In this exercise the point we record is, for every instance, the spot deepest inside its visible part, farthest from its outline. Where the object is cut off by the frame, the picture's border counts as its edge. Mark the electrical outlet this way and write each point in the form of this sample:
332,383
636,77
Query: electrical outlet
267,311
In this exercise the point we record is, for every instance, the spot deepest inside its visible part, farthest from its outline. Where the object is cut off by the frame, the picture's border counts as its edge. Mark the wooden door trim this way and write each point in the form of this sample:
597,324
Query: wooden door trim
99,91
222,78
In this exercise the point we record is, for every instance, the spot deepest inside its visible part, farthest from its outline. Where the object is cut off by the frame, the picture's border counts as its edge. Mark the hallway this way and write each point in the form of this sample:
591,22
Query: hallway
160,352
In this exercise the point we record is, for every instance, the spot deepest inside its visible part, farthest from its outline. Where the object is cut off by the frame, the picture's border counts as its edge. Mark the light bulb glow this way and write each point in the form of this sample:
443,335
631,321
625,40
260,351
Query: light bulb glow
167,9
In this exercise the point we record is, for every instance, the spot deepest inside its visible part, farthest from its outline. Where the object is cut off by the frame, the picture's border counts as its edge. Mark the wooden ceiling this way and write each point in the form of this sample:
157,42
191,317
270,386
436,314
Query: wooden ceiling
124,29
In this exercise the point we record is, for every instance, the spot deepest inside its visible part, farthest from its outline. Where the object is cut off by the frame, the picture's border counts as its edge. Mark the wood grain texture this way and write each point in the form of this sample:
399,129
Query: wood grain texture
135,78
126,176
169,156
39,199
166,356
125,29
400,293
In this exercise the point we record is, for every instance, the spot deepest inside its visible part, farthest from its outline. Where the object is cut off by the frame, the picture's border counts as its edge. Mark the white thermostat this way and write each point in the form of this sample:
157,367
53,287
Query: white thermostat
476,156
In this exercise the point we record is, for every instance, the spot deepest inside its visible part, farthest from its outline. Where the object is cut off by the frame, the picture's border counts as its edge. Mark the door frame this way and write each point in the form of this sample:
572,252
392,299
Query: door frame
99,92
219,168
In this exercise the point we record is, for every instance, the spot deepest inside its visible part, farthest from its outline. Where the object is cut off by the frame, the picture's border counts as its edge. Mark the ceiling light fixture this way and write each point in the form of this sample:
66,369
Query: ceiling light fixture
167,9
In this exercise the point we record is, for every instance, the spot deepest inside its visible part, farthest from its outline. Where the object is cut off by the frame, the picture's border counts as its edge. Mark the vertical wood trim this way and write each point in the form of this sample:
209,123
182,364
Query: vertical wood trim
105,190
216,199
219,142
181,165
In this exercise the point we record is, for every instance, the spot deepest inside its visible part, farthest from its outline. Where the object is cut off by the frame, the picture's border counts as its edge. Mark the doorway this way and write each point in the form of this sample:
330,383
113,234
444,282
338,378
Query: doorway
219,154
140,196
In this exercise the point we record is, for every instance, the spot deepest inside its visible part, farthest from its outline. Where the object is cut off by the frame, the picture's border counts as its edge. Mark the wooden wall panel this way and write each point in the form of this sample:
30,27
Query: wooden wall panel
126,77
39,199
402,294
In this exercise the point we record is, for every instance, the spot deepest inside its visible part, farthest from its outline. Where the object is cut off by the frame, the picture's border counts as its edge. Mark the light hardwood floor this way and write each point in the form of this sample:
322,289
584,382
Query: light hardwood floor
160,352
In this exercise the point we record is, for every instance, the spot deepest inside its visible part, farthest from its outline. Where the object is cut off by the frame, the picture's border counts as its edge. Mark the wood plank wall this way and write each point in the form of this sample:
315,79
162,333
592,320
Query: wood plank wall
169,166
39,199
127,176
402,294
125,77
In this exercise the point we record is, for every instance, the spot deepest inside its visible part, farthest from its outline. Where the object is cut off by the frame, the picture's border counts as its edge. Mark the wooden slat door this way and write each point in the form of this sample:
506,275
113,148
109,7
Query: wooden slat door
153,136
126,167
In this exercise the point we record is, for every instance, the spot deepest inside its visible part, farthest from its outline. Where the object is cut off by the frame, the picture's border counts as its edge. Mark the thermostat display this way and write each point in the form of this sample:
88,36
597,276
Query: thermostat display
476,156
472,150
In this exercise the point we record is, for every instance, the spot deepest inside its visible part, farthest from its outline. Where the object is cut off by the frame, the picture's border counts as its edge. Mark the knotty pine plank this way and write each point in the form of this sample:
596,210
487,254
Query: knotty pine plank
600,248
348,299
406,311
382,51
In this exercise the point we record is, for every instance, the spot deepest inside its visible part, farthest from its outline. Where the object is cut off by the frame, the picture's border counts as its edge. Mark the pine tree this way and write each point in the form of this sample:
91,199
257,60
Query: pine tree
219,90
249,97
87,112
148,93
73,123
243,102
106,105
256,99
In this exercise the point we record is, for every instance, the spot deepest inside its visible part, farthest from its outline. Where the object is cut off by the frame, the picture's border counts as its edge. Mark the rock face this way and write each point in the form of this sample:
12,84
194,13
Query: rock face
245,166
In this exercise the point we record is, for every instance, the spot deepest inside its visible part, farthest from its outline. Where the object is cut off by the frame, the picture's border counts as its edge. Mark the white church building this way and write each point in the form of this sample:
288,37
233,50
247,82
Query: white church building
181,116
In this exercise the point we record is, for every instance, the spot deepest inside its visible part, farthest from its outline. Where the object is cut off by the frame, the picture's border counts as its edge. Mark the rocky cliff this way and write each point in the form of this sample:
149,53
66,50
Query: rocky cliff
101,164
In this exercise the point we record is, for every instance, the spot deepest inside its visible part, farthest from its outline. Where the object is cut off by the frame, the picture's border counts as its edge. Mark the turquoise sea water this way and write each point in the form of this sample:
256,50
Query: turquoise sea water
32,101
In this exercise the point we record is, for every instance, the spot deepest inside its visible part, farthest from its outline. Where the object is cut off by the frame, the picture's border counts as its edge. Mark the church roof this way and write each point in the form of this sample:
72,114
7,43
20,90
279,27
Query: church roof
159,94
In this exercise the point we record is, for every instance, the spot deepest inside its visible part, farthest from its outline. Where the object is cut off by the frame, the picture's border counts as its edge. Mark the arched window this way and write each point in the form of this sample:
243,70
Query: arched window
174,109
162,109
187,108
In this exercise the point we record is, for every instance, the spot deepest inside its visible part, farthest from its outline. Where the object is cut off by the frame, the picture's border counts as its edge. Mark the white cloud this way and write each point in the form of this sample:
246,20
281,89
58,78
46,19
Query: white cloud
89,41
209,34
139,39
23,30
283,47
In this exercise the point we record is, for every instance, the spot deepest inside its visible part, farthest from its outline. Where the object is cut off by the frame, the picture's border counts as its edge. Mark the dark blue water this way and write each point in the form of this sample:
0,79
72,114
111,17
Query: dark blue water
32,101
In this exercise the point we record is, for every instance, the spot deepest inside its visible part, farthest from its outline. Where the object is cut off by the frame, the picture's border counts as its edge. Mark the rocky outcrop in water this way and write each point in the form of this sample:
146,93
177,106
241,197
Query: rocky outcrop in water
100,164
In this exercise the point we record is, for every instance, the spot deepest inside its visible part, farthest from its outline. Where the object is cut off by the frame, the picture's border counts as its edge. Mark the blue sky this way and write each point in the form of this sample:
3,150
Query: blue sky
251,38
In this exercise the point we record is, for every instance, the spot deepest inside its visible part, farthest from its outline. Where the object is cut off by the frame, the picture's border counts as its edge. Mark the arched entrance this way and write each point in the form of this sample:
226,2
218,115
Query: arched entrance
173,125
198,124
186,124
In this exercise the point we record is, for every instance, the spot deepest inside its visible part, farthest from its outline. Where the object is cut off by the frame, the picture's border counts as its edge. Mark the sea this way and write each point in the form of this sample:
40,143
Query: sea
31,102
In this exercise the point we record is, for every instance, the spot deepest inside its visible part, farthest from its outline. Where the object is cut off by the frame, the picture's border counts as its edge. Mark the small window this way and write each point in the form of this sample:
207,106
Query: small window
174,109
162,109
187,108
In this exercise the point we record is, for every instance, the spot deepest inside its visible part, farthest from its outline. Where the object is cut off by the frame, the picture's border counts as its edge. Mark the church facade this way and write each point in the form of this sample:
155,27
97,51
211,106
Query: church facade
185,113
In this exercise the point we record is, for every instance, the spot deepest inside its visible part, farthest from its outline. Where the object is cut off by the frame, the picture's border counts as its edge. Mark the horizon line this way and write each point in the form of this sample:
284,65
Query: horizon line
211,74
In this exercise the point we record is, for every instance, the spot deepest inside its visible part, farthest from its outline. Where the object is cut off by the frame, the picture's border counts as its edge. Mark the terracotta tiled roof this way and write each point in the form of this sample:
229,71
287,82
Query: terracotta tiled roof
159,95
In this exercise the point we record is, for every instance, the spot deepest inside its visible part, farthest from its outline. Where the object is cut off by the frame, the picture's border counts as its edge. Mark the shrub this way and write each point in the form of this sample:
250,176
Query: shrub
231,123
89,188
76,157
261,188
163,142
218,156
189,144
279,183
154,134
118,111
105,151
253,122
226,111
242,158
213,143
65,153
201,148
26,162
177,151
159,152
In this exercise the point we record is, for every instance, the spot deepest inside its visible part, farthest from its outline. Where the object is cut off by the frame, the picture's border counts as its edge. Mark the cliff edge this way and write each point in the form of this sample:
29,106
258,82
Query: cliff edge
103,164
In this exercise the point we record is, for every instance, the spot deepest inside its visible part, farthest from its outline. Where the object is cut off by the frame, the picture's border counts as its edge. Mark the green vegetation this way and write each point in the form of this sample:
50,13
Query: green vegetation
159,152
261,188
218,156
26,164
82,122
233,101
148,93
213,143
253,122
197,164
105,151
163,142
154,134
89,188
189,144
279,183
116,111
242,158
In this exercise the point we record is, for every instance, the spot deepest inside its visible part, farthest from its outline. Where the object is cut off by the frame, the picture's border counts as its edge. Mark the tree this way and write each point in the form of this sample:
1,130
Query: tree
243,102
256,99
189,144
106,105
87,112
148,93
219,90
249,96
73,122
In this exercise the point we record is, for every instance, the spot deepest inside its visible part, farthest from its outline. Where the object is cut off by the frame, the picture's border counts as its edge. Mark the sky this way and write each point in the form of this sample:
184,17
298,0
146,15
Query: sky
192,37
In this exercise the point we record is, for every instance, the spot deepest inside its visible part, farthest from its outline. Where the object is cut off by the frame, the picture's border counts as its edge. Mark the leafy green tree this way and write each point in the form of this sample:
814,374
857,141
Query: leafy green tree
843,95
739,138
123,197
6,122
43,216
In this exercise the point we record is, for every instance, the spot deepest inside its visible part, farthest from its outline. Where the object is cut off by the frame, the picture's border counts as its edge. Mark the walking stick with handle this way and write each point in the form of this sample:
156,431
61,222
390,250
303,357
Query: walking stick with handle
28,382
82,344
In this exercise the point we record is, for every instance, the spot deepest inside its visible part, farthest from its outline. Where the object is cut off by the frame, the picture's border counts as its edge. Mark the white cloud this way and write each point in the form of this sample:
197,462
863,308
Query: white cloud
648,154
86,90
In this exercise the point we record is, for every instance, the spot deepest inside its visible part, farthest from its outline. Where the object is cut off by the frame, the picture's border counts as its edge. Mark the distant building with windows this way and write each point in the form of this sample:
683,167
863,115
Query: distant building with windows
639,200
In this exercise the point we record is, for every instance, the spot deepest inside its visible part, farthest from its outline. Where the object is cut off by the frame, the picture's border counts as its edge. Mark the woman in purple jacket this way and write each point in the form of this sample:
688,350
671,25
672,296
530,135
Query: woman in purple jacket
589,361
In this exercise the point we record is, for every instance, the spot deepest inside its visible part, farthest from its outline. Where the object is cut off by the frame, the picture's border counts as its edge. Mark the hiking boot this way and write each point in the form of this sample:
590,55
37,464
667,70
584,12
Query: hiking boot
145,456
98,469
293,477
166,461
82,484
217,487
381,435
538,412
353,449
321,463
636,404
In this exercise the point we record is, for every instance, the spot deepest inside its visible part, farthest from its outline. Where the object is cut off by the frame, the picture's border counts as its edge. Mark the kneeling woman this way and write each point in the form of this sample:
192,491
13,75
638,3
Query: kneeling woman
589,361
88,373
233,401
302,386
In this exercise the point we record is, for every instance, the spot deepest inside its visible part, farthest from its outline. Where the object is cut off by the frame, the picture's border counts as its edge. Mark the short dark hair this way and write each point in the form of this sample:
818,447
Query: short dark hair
──────────────────────────────
### EXERCISE
Find the line with "Mark the kneeling" in the listing above, then write out that line and each remaining line exactly, with no other text.

### OUTPUT OF THE EXERCISE
In this exercise the point we record is, for every instance, the spot deepest inside its visible part, farthest from its outline. Where the object is cut off by the frame, the picture's border counts as its edge. Mark the kneeling woman this way and write each point in the form of this sample:
192,491
13,75
638,3
Query: kneeling woman
589,361
88,373
233,401
302,386
In this exercise the point we record is, for every instance, the spot deepest inside its visible part, farthest from its outline. Where the object is cut off by the frame, the picture's border counts as its edge. Mark the short dark hair this way and write each point in the form of this sample:
818,447
Query: short dark hair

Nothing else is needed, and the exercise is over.